ВЫБРАННЫЙ ФРАГМЕНТ

______

Конечно же, каждый конкретный случай должен обсуждаться в отдельности. Консерваторы указывают на решающее влияние индивидуального опыта, либералы – на влияние социальной среды. Вероятно, мы можем переусердствовать в своем стремлении «понять», а не наказать преступников – людей, прибегающих к фиктивным заявлениям с целью ослабления ответственности и наказания. Но очень ли это важно, если общество по-прежнему будет защищено? Очевидно, что сегодня мы сажаем в тюрьму даже психически здоровых убийц в большей степени для защиты общества и предотвращения других преступлений, чем для наказания как такового.

______

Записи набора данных
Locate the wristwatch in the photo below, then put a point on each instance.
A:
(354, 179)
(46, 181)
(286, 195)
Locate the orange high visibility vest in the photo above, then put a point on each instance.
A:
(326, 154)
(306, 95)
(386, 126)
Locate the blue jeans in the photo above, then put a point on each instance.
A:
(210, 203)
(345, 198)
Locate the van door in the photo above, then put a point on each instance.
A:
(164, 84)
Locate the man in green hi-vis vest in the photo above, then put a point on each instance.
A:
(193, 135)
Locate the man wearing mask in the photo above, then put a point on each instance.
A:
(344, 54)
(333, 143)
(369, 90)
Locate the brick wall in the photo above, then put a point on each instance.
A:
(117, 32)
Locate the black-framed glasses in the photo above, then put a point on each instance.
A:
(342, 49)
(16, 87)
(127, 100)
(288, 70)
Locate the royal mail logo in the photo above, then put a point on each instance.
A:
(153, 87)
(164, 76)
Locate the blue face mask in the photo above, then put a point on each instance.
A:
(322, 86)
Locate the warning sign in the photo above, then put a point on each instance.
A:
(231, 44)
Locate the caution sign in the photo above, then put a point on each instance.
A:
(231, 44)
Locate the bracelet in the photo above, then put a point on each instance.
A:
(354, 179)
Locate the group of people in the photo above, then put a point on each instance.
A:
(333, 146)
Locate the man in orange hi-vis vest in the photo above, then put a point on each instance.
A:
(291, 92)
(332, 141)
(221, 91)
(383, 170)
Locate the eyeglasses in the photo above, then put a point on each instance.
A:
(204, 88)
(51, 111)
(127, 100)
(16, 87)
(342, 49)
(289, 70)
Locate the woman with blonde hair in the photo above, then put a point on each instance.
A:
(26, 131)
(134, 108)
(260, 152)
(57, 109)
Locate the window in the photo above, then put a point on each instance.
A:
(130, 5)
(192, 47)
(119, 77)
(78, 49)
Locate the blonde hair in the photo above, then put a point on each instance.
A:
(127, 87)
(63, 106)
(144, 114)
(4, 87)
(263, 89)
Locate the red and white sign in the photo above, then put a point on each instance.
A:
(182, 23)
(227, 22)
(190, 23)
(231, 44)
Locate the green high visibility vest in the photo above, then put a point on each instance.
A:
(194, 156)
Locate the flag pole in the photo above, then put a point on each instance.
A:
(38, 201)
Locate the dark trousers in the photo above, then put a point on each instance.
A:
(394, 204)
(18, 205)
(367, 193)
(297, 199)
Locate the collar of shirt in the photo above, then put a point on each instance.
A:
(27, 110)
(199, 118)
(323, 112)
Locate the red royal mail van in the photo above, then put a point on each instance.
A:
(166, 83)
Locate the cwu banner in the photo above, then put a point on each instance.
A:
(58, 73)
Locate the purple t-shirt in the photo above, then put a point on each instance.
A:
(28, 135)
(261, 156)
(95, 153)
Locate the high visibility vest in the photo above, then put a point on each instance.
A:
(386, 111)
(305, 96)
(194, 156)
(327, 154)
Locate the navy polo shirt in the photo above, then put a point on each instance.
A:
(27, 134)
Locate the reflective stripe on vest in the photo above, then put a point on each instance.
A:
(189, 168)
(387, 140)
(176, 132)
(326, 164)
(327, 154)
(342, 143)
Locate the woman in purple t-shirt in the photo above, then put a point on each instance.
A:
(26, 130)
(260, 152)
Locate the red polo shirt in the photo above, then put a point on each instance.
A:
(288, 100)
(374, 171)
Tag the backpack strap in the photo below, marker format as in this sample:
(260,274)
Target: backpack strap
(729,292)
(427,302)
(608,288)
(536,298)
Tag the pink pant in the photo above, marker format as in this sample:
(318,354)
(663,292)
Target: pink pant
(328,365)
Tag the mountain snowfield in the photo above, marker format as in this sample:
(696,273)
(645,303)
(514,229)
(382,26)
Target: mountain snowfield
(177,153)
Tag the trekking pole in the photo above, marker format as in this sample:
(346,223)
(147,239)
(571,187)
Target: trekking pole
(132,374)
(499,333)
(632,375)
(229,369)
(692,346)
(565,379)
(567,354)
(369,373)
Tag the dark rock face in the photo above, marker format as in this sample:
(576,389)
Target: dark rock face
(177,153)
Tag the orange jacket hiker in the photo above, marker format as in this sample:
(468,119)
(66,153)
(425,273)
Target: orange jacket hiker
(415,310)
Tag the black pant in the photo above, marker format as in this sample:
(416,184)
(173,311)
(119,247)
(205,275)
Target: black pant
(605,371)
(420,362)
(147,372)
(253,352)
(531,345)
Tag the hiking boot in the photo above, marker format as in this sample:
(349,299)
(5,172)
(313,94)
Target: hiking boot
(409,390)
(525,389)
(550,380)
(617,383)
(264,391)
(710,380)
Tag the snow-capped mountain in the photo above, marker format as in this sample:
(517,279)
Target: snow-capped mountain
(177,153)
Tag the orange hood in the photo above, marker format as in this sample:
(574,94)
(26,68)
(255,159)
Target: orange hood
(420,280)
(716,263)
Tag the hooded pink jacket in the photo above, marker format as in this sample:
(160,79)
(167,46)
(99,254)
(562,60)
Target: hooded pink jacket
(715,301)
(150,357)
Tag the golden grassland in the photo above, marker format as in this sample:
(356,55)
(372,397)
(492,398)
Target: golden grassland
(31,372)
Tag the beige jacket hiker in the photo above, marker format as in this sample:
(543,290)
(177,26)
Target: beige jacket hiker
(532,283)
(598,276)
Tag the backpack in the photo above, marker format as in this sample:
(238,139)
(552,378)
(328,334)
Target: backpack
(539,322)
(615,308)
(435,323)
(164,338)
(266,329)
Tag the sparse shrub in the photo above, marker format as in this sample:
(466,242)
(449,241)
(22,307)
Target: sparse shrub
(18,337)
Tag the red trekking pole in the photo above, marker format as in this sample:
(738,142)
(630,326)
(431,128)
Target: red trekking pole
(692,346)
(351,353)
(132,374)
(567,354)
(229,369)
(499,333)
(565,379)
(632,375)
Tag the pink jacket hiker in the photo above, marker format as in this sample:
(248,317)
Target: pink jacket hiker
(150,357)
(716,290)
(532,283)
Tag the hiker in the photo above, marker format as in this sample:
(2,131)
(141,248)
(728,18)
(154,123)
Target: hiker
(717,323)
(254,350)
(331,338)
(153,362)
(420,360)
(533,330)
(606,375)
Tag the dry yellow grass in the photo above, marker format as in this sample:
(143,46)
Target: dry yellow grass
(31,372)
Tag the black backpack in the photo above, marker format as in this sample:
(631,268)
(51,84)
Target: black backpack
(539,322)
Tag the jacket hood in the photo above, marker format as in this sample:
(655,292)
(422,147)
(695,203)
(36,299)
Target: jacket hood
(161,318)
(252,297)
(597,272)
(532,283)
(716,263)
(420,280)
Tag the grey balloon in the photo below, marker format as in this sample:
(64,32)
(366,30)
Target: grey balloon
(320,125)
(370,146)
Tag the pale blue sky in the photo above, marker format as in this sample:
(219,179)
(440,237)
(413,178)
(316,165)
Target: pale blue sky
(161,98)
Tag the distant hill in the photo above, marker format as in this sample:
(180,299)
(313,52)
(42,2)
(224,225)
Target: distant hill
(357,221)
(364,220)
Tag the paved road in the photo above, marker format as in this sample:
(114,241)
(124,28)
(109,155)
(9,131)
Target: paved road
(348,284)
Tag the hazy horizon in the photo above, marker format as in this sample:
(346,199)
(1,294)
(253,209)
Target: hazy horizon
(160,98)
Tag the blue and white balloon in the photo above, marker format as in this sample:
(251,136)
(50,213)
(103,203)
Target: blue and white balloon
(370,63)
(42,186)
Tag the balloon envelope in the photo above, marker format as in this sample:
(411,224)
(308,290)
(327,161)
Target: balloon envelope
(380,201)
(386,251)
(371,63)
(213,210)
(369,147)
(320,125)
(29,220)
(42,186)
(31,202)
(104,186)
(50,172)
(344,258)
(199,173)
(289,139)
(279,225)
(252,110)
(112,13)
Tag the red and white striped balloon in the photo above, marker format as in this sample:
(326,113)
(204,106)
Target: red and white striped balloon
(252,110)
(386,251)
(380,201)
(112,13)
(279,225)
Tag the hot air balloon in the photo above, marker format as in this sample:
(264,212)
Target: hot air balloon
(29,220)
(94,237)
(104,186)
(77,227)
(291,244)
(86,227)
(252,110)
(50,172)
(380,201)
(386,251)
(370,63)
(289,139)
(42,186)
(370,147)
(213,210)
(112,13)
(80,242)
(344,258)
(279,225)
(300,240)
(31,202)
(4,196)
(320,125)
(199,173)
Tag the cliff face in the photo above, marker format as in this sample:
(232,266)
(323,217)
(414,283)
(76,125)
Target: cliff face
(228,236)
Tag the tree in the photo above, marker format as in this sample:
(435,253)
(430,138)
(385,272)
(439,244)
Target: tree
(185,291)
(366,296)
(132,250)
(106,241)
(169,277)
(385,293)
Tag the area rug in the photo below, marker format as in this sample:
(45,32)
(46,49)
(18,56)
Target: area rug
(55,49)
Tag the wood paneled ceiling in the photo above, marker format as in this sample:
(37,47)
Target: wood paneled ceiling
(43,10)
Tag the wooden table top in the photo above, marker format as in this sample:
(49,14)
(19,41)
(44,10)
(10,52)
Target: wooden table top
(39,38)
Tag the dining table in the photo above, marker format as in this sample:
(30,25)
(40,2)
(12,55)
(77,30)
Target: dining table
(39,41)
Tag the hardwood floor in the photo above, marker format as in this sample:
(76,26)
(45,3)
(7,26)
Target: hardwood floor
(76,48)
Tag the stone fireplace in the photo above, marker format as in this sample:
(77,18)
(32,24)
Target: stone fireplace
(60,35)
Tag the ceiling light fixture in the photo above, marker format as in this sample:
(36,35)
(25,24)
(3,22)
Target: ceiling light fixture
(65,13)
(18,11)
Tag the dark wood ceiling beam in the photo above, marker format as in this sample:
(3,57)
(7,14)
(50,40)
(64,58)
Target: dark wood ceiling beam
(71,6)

______

УСЛОВИЕ ЗАДАНИЯ
Выпишите из выбранного фрагмента первое слово каждого предложения в том порядке, в каком предложения идут в тексте.

РЕЗУЛЬТАТ ЗАДАНИЯ
Конечно
Консерваторы
Вероятно
Но
Очевидно